DESCRIPTION OF THE TASK> Retype exactly the lines that start at the line with "Practice step: put a point on each instance of the crowd" and end at the final line, both included, and leave out every picture.
==== DATA FOR PROCESSING ====
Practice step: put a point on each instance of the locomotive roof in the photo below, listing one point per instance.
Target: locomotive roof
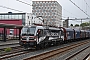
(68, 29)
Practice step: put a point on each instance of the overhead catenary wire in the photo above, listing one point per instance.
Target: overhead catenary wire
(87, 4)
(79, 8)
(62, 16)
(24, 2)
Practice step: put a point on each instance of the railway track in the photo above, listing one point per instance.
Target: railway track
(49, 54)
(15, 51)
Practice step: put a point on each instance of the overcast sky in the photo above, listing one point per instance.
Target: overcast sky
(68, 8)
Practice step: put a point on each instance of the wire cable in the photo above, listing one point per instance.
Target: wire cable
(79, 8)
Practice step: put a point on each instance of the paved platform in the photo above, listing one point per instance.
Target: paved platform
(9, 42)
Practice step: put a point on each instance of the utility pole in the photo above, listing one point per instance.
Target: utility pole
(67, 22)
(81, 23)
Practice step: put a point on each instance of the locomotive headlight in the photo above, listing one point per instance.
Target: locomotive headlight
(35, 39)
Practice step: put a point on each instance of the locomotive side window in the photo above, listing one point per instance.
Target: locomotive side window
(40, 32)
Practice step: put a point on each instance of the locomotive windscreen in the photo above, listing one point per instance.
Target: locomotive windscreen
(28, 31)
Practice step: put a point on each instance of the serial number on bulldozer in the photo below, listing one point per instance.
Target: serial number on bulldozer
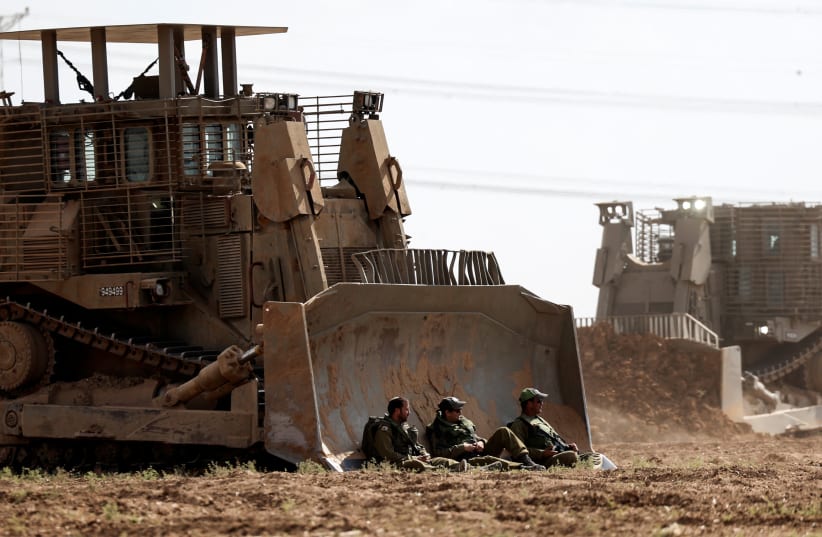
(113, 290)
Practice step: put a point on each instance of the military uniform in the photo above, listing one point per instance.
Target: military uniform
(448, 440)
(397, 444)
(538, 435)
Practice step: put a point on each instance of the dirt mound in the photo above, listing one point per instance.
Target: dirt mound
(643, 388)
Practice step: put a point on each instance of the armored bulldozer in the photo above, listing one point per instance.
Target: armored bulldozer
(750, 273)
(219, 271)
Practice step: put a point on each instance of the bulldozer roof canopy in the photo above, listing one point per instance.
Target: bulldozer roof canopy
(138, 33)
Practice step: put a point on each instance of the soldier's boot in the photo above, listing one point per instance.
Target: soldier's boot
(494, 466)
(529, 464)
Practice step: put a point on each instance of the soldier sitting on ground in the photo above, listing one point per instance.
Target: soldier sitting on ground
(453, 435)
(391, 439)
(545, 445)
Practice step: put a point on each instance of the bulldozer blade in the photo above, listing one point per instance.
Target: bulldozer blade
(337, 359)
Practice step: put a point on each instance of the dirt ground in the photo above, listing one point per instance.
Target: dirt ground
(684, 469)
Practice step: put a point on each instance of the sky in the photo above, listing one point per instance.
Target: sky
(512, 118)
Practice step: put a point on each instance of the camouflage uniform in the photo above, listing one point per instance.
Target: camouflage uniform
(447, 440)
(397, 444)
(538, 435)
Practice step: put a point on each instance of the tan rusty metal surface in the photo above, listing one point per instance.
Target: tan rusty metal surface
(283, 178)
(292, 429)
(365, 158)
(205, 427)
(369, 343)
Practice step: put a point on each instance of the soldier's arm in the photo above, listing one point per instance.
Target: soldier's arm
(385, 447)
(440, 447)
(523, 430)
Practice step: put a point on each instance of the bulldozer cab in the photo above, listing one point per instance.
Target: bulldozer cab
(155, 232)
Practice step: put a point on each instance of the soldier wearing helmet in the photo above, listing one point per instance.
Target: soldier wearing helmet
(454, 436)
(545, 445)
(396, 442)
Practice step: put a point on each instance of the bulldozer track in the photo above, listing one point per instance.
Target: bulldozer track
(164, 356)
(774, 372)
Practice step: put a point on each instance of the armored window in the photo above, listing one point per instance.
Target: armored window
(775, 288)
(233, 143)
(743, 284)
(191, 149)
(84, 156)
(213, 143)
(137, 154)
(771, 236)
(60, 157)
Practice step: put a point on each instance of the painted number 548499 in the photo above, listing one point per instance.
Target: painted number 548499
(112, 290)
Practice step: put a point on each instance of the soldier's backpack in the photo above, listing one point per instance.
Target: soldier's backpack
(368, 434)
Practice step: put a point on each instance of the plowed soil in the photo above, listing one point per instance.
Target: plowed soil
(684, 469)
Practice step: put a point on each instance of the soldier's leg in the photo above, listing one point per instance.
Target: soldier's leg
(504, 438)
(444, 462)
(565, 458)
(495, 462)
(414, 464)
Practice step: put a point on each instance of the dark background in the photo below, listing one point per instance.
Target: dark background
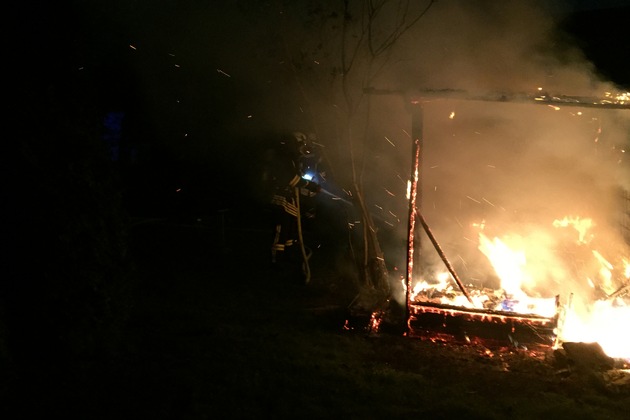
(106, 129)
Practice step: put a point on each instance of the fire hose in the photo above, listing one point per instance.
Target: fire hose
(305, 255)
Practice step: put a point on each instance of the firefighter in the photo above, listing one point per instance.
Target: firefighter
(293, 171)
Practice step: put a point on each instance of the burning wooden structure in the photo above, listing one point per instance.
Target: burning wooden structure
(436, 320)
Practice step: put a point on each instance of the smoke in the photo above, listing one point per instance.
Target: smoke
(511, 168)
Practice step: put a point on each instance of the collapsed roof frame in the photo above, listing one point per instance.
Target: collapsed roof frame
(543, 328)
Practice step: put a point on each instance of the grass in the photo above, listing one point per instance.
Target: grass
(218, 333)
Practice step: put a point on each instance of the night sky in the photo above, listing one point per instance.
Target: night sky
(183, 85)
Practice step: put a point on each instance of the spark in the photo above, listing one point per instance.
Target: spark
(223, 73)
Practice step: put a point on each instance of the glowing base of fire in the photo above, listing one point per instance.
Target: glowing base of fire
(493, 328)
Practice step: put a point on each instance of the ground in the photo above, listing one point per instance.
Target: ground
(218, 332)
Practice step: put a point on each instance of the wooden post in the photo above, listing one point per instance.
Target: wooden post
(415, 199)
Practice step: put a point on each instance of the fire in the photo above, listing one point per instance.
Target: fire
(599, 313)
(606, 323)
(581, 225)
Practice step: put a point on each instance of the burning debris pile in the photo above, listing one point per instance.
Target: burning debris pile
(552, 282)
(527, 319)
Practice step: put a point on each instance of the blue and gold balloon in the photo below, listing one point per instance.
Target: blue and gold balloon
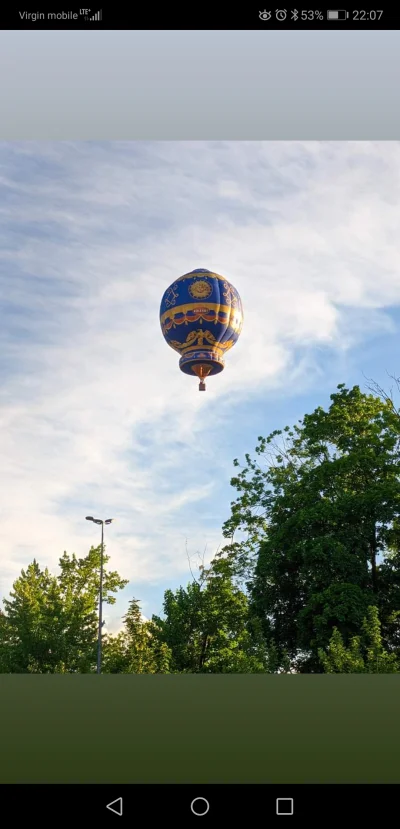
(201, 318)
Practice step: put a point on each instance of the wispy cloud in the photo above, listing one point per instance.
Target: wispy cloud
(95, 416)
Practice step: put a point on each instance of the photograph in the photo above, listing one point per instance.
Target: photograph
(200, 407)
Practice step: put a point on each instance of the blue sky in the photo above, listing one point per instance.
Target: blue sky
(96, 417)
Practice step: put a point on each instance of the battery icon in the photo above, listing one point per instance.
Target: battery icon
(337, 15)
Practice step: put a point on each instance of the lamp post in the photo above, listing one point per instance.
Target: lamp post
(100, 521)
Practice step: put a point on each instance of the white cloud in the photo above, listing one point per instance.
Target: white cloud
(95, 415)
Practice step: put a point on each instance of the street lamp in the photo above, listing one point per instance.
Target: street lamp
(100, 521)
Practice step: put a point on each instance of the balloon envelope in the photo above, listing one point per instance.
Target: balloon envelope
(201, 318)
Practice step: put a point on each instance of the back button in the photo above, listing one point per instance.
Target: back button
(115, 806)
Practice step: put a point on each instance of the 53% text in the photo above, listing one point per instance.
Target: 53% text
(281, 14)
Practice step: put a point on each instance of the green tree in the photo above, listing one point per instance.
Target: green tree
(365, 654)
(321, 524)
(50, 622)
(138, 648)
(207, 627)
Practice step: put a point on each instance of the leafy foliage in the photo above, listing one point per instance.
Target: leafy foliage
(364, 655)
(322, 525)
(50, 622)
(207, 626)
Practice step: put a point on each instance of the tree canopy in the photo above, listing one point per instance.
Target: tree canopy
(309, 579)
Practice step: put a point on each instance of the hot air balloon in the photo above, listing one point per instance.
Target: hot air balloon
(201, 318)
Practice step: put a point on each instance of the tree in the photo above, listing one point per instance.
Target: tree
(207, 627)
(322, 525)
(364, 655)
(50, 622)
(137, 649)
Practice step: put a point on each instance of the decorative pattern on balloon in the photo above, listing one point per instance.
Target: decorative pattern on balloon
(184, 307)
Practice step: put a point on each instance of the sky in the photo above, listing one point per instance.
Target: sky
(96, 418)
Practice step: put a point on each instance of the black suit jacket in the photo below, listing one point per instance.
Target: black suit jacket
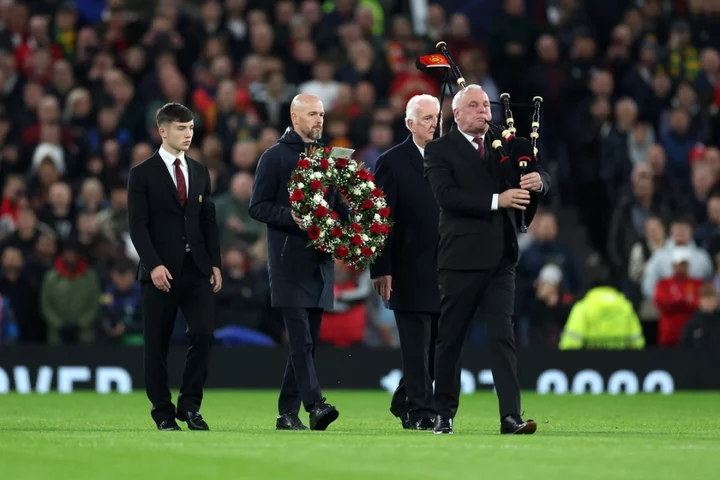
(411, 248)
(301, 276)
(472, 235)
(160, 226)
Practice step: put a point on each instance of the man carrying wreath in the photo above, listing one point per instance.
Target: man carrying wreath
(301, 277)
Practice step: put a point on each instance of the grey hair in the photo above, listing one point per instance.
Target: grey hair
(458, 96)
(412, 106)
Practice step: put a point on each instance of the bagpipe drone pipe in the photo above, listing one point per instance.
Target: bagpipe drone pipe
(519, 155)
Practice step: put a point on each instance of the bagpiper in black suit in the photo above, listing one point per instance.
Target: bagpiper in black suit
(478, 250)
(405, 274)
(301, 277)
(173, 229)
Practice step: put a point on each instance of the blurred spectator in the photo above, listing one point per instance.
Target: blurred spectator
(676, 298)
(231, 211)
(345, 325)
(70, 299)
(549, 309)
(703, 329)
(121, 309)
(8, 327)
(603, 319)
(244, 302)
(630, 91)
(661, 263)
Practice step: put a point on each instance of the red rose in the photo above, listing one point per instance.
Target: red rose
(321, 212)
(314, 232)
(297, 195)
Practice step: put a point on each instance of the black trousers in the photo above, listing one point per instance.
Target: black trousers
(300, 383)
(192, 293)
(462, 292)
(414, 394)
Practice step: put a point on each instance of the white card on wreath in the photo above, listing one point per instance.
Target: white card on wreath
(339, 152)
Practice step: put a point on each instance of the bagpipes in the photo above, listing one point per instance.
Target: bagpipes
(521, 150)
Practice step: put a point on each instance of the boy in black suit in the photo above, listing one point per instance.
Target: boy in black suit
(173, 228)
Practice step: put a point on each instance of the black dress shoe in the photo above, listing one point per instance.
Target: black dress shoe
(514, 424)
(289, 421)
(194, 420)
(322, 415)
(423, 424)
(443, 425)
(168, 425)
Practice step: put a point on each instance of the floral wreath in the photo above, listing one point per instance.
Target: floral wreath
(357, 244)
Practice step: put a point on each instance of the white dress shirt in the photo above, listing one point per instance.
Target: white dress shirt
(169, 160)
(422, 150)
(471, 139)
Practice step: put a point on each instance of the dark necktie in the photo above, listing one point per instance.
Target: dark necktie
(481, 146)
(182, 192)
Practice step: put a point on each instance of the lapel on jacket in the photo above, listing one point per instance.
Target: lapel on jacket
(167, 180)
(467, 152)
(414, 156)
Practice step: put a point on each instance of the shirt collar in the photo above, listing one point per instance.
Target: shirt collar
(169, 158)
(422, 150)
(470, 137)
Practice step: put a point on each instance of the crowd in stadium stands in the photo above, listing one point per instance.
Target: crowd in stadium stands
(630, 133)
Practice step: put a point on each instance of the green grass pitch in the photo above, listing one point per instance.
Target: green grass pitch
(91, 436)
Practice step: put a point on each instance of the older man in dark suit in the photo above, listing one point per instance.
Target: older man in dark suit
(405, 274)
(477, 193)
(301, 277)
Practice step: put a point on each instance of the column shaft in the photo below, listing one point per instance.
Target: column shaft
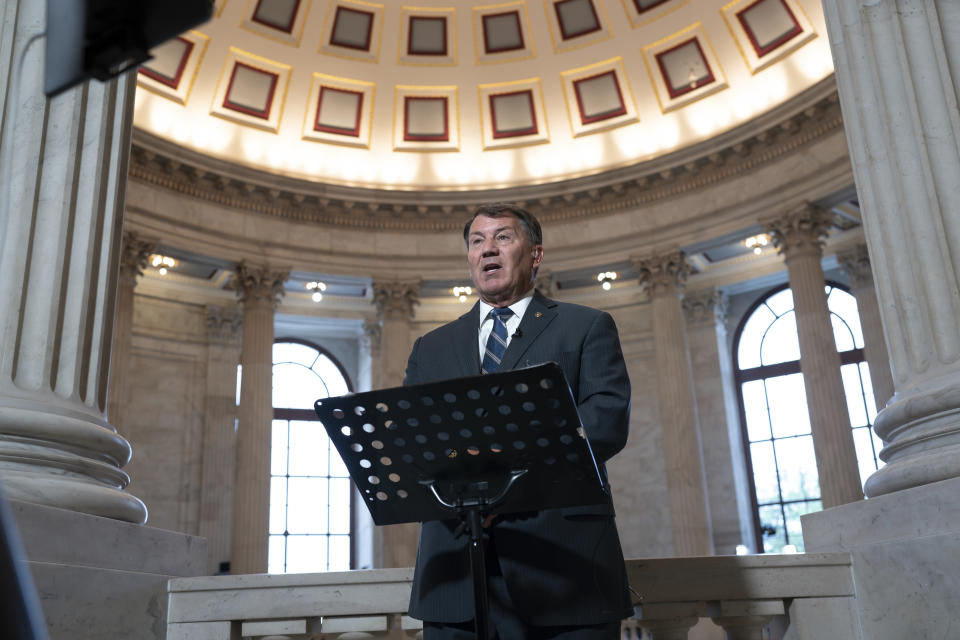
====
EXERCISE ANSWER>
Practice step: put a point on each instance of the crowd in stadium stands in the photo above, listing one point per instance.
Target: crowd in stadium stands
(630, 133)
Practice step: put a point on each instance of the green grass pitch in the photo above, listing one point per instance.
Target: green grass pitch
(91, 436)
Practice step: put a point on each instance of the older man in dark suit in the photo above, listing one point per instance.
Target: older man in dark suit
(405, 274)
(477, 193)
(301, 277)
Practice step: put a point on each instance of the column shaft in the photo below, listing one point per instance.
Target: column shaft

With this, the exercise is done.